Document
The museum was founded in 1930 by Archer Milton Huntington, son of Collis P. Huntington, a railroad builder who brought the Chesapeake and Ohio Railway to Warwick County, Virginia, and who founded the City of Newport News, its coal export facilities, and Newport News Shipbuilding in the late 19th century.
Huntington and his wife, the sculptor Anna Hyatt Huntington, acquired 800 acres (320 ha) of land that would come to hold 90,000 square feet (8,400 m2) of exhibition galleries, a research library, a 167-acre (68 ha) lake, a 5-mile (8.0 km) shoreline trail with fourteen bridges, and over 35,000 maritime artifacts from around the globe. After the land acquisition took place, the first two years were devoted to creating and improving a natural park and constructing a dam to create Lake Maury, named after the nineteenth-century Virginia oceanographer, Commodore Matthew Fontaine Maury.

Set problem
Go on with the museum history from after its last sentence.

Dataset excerpt
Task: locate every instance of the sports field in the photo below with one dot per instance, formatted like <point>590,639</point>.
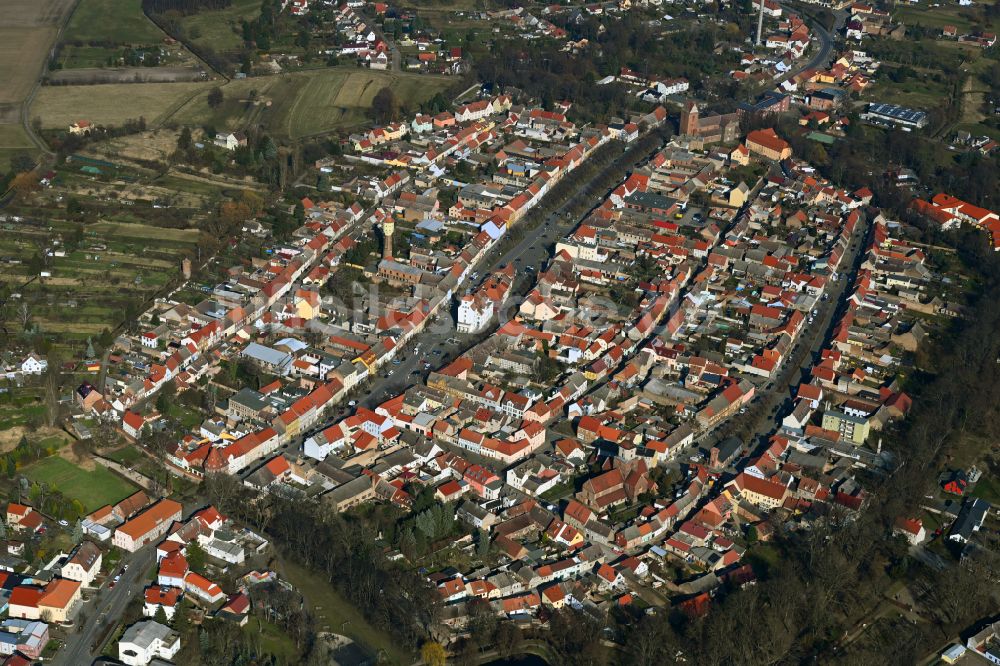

Task result
The museum’s collection totals approximately 32,000 artifacts, equally divided between works of art and three-dimensional objects. The scope of the collection is international and includes miniature ship models, scrimshaw, maritime paintings, decorative arts, carved figureheads, working steam engines, and the world's only known existing Kratz-built steam calliope. The museum holds important collections of paintings and drawings by marine artists James Bard and Antonio Jacobsen. The museum offers educational programs for all ages, a large research library and archives, as well as publications and Internet resources for teachers.